List every line in the rows below that contains the string "lamp".

Segmentation labeling entries:
·····
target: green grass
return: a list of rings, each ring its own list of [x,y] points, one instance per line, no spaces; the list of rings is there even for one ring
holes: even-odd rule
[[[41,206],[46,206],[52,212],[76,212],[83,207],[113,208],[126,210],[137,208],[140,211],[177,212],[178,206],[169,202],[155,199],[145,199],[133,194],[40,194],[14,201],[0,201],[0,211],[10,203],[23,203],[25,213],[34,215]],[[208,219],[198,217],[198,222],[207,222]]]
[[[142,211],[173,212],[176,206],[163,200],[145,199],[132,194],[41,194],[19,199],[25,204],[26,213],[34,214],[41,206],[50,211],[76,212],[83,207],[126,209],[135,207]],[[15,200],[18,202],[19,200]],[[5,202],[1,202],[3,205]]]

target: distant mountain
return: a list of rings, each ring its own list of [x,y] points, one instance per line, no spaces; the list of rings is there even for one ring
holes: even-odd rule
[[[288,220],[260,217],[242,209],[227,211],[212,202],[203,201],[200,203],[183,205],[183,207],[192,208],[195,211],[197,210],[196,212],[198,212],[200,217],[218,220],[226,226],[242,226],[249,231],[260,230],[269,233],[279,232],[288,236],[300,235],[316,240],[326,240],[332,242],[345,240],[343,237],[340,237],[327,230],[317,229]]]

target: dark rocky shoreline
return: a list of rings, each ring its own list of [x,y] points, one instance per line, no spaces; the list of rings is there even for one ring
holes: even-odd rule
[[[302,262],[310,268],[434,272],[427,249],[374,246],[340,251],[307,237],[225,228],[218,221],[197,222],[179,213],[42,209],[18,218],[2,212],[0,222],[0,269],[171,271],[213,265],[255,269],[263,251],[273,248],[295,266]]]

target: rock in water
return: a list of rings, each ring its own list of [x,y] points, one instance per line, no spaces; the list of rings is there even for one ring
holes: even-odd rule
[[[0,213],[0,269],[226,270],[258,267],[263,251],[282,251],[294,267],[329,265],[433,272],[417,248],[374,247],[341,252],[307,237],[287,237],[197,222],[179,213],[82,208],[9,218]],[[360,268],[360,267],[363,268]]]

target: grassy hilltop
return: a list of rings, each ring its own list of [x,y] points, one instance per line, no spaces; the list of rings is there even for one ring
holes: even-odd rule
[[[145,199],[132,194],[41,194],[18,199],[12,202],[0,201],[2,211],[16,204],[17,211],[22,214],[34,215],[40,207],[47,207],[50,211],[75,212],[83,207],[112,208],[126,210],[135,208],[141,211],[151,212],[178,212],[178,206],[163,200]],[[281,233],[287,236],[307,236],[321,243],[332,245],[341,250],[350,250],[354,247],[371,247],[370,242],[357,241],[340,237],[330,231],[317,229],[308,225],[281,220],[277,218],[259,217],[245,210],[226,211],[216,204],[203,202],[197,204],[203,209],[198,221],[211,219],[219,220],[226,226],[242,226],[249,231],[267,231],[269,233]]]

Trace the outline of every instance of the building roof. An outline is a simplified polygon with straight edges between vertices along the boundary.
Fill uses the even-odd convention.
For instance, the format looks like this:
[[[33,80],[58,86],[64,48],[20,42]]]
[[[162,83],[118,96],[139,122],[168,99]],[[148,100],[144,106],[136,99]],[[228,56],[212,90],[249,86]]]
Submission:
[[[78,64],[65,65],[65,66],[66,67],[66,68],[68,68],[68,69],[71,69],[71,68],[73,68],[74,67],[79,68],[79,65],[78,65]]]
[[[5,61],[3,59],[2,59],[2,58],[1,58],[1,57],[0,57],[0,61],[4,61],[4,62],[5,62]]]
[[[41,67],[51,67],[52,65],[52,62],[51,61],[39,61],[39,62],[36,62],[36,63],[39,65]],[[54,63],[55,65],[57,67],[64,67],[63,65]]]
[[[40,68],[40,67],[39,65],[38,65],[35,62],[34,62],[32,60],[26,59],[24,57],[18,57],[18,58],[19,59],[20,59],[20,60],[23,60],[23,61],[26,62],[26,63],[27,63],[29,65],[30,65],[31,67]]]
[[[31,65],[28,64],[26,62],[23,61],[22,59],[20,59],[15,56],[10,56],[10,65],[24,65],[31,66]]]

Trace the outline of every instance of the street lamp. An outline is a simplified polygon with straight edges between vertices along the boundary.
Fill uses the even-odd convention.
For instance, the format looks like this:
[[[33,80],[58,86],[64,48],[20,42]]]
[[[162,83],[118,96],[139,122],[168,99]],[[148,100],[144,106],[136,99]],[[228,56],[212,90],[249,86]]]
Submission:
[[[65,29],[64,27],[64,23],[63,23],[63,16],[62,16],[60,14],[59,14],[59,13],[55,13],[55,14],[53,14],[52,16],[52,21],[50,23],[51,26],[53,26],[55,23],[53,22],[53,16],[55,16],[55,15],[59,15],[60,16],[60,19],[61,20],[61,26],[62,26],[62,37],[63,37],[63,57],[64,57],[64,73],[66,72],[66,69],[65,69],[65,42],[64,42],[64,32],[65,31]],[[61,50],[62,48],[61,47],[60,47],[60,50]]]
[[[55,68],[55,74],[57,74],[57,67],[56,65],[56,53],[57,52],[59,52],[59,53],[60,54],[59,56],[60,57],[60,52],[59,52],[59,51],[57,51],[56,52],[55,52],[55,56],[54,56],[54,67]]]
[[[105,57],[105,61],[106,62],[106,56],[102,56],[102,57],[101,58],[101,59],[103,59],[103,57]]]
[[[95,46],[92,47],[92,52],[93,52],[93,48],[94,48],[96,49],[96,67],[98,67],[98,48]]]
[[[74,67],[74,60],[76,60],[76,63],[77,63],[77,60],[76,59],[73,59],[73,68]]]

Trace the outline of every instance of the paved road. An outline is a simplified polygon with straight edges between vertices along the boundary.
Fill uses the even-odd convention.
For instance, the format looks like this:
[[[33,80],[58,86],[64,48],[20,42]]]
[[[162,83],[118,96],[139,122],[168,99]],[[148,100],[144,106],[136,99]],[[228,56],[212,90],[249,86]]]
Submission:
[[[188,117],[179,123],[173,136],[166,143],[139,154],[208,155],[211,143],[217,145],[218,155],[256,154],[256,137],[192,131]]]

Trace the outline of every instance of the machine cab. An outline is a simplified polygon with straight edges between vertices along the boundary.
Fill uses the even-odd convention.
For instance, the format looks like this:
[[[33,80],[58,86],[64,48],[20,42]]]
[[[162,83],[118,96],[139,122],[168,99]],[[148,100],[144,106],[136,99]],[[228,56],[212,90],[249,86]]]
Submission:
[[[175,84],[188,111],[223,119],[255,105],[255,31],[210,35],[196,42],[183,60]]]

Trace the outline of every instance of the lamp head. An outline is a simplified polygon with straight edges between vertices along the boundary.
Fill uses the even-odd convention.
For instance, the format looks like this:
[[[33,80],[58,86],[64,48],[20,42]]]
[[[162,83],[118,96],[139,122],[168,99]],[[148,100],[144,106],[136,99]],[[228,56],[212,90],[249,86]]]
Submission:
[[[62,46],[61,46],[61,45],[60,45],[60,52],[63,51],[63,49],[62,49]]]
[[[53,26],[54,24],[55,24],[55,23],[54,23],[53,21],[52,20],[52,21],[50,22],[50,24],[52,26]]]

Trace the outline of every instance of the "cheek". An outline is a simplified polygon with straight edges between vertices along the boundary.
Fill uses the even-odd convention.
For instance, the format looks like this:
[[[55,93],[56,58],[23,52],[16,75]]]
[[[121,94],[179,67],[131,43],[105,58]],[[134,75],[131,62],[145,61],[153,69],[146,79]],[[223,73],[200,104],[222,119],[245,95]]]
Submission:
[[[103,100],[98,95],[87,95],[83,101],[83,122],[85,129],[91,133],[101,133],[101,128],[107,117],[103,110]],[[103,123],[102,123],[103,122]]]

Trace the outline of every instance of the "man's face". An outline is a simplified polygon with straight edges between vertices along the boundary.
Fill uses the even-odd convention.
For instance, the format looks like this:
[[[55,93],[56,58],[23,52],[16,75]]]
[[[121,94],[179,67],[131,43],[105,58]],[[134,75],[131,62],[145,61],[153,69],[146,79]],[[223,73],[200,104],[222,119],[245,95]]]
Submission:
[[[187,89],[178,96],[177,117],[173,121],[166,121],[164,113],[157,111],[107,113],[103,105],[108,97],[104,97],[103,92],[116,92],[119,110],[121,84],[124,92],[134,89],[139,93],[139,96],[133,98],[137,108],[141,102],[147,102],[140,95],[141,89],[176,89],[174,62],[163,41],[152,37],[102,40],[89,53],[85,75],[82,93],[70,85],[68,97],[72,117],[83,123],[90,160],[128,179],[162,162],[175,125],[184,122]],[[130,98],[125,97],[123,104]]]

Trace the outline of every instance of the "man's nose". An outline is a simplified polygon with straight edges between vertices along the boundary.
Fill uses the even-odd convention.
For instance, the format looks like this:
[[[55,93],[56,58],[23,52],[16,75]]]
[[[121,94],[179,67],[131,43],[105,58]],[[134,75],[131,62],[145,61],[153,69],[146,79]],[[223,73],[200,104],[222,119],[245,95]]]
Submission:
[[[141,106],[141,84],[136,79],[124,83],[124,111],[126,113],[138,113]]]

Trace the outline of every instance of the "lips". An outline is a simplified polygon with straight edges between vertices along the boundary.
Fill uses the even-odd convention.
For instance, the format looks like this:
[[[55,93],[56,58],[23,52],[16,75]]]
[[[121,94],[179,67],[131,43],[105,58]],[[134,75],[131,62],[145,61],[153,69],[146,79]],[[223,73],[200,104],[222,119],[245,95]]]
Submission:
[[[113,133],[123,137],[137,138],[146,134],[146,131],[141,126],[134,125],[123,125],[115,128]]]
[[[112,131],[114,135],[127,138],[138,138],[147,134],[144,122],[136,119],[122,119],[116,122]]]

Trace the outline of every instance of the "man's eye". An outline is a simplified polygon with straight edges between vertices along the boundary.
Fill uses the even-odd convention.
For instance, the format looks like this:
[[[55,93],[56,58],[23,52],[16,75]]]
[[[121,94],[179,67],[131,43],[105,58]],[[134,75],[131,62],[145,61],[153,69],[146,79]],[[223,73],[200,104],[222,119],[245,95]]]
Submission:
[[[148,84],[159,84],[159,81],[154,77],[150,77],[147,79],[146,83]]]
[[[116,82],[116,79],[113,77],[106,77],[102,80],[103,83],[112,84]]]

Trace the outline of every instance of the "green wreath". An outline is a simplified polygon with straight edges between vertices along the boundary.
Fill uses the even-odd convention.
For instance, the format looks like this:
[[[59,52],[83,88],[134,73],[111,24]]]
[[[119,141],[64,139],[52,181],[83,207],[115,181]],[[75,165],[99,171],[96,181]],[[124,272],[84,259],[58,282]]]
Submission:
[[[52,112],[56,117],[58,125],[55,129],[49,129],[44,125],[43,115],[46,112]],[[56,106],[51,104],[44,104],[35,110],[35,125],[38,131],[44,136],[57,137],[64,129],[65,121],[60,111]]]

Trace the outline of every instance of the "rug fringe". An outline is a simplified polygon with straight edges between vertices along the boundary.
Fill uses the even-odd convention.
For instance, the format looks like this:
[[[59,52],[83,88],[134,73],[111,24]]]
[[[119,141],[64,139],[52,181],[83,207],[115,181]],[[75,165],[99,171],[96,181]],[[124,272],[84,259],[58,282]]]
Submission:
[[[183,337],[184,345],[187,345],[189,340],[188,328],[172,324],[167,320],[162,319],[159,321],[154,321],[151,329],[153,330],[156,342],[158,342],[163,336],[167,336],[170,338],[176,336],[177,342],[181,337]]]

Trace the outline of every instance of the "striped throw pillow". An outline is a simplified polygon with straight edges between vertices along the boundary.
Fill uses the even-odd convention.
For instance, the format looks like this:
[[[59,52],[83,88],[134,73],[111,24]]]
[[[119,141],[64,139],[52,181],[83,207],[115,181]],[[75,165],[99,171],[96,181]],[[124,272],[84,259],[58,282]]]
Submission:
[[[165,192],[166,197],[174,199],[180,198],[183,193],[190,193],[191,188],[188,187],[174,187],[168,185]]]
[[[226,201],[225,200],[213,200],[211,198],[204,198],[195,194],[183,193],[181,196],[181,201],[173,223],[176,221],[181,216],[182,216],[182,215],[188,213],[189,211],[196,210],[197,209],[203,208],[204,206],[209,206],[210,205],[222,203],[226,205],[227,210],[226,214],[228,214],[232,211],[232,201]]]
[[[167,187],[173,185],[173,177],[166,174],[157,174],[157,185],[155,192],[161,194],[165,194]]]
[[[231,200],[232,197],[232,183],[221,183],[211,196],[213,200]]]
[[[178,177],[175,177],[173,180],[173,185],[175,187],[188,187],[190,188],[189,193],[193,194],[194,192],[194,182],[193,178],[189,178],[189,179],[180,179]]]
·····
(Solution to the exercise)
Trace the outline of every instance of the street lamp. An outline is a simplified polygon with straight edges between vertices along the boundary.
Trace the outline of every instance of the lamp head. An outline is a simplified polygon with straight edges between vertices along the boundary.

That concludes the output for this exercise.